Posts Tagged 37
It’s time to get in shape
Man, it’s been a while since I’ve updated. Time seems to fly when you’re pretty busy.
Physical Fitness
Well, I finally decided that I need to get my butt back in the gym. Well, actually, the scale said so. You really never notice yourself getting bigger until you stand on that scale and go into shock. So much shock in fact, that you get off, wait 30 seconds, and get back on. As if the scale made some sort of mistake. No mistake, you just got fat, plain and simple. I’ve been wanting to do so for a while, but had been procrastinating on doing so. But there were several factors that really motivated me to do so.
- I’m single. I really need to work on getting in shape if I’m going to look more appealing to the opposite sex. Yea, I’m a great person, good job, etc… but I do realize that physical attraction goes a LONG way. If you’re resting primarily on your other qualities and assuming that they will be enough, well, you might be in for a shock. Hotness goes a long way, and and the sooner you realize that, the sooner you’ll get your big body in motion and start trimming down. I’m no big huge 300 pound fat guy walking down the street, but I realize I can do a lot better than where I’m currently at.
- I want my old physique back. If I can get back down to the 190-200 pound range, I’ll be pretty well cut. My body weight without the fat is 189 pounds, and I’m 5 foot 10 inches. So yea, once the fat is gone, the body looks damn good. It’s time to get the bragging rights again.
- I never was good at cardio, even when I was built. So that’s something that I want to work on and improve. That’ll go a long way in playing sports with my buddies.
- You feel much better when you’re in shape. Physically and mentally.
So I ended up joining Gold’s Gym last week and doing my first workout on Friday. Nothing shocks you into the reality that you are out of shape as much as hitting the gym for the first time in a long time. Fortunally, my trainer started me on some cardio to get the heart rate up and some pretty light weights. Mainly training me on how to use the machine and getting some light reps in to prepare the muscles for the grueling weeks to come. The goal is 26 pounds in 12 weeks, which from past experience is pretty dang easy to hit if you’re staying on track. As a matter of fact, that might be a month and a half for me if I can stay focused.
There will still be quite a bit to go after that, but after 90 days, the habits are pretty well established and working out and exercising on an almost daily basis becomes a normal routine that you actually look forward to. So I’m hoping to get to that point relatively fast and working on hitting the goal of recovering my former physique by the end of next spring. If that six pack reappears, it’s going to be on at the swimming pool.

# # # # #

## AIM 1
Could you copy, word for word, the stretch of the post about getting back in shape from "- I never was" up to and including "Physically and mentally."?

## PROVIDED RECORDS
# # # # #

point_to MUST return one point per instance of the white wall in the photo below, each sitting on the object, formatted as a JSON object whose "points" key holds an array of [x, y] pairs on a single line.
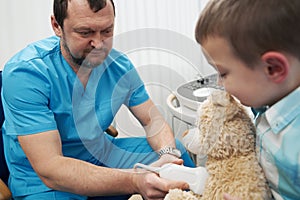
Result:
{"points": [[22, 21]]}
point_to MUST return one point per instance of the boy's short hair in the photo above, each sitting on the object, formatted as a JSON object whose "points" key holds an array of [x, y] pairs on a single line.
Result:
{"points": [[252, 27]]}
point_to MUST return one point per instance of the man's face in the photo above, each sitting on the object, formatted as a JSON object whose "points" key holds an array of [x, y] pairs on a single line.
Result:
{"points": [[86, 38]]}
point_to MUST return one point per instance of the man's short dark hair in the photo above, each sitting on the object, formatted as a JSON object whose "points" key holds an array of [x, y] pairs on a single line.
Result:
{"points": [[60, 8]]}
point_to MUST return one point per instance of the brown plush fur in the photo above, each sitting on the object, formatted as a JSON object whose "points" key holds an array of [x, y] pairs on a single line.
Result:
{"points": [[227, 138]]}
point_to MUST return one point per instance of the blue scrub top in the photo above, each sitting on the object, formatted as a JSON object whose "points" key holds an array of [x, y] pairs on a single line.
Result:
{"points": [[41, 93]]}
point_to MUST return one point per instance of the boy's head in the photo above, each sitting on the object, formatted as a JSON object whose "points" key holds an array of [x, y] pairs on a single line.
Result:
{"points": [[253, 27], [254, 45]]}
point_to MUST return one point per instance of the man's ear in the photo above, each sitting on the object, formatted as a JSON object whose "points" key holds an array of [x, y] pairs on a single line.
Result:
{"points": [[276, 66], [56, 27]]}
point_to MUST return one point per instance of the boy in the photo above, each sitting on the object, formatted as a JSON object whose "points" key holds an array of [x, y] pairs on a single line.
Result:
{"points": [[255, 46]]}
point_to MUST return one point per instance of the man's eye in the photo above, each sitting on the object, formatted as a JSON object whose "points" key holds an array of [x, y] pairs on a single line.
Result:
{"points": [[84, 33], [108, 31]]}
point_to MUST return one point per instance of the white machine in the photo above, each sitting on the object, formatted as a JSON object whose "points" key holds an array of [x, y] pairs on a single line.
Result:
{"points": [[183, 104]]}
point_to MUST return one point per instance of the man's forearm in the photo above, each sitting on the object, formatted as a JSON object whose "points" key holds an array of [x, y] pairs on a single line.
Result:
{"points": [[83, 178]]}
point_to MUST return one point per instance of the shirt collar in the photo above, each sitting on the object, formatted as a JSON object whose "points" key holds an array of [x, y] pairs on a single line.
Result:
{"points": [[283, 112]]}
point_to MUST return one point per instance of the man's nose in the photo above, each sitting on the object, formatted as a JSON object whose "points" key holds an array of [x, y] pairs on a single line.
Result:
{"points": [[97, 41]]}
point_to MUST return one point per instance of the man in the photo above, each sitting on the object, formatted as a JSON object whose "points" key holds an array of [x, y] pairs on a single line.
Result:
{"points": [[60, 94]]}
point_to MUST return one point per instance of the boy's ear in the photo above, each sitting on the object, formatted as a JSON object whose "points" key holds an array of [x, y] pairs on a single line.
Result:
{"points": [[276, 66]]}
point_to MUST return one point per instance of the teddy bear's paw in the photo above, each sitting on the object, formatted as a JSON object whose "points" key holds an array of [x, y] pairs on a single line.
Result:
{"points": [[177, 194]]}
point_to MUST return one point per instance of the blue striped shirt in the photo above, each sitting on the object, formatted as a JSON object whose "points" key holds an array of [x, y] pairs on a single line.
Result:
{"points": [[278, 139]]}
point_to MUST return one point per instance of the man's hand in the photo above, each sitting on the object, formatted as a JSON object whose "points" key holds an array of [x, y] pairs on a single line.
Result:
{"points": [[151, 186], [167, 158]]}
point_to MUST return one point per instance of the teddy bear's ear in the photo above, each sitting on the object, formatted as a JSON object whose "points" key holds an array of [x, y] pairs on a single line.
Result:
{"points": [[232, 108]]}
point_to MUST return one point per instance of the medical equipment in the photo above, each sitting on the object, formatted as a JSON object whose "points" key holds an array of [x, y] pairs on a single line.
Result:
{"points": [[184, 102], [195, 177]]}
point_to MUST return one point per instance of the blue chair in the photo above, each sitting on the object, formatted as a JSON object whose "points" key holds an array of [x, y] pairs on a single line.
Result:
{"points": [[4, 173]]}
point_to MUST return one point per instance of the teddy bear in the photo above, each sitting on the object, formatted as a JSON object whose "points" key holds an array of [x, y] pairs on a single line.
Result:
{"points": [[225, 137]]}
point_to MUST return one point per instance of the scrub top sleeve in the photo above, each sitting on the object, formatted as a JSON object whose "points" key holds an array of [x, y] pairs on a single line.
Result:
{"points": [[25, 97]]}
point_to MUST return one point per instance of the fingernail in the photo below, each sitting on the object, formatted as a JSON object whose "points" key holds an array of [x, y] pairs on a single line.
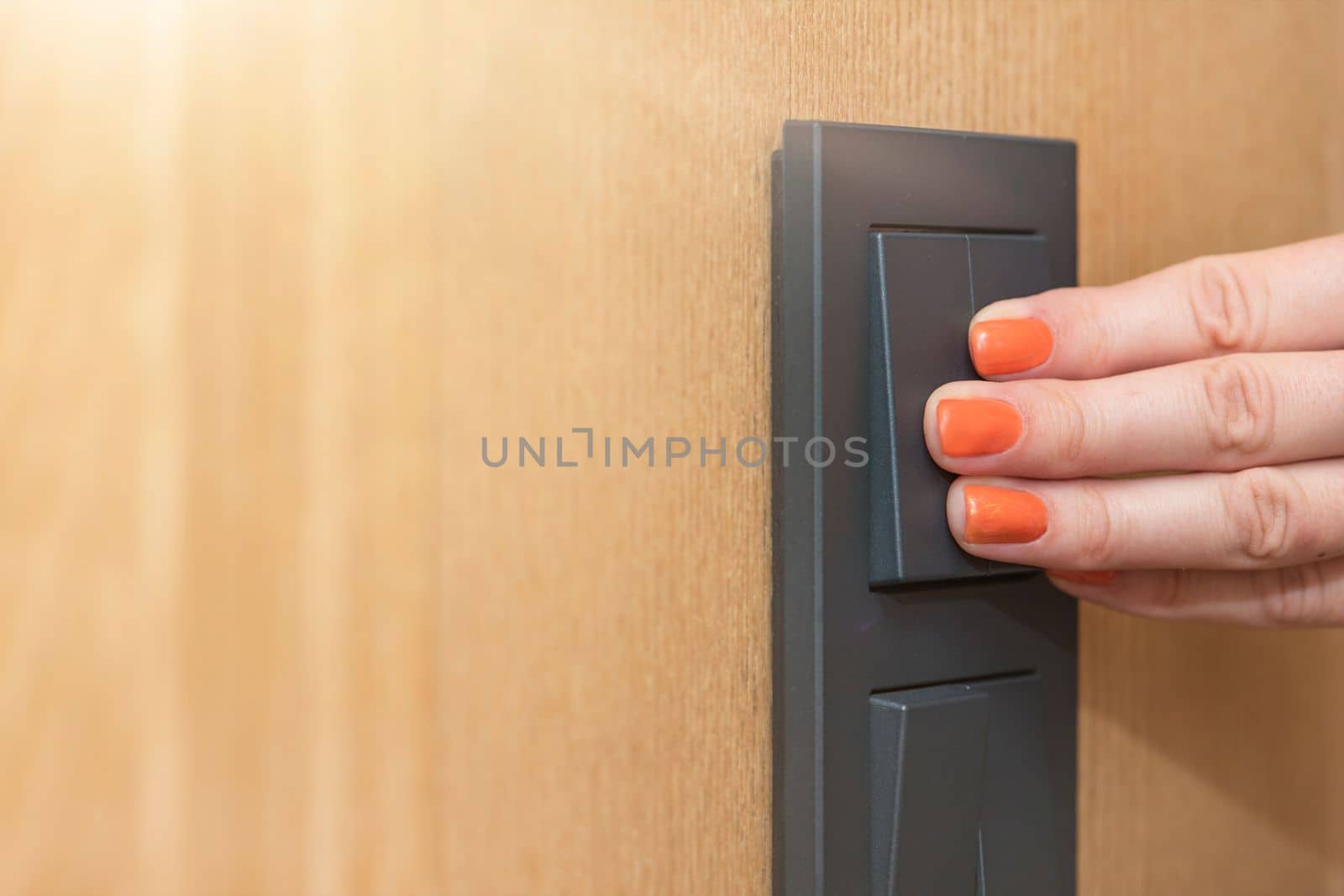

# # # # #

## AIM 2
Which lines of the records contain the string "striped"? Give each such line in full, matching case exactly.

## OUTPUT 1
- I never was good at cardio, even when I was built. So that’s something that I want to work on and improve. That’ll go a long way in playing sports with my buddies.
- You feel much better when you’re in shape. Physically and mentally.

## OUTPUT 2
point_to MUST return one point per instance of the blue striped shirt in the photo above, each sitting on the object, formatted as a JSON object whose "points" key holds an array of [x, y] pairs on a single line.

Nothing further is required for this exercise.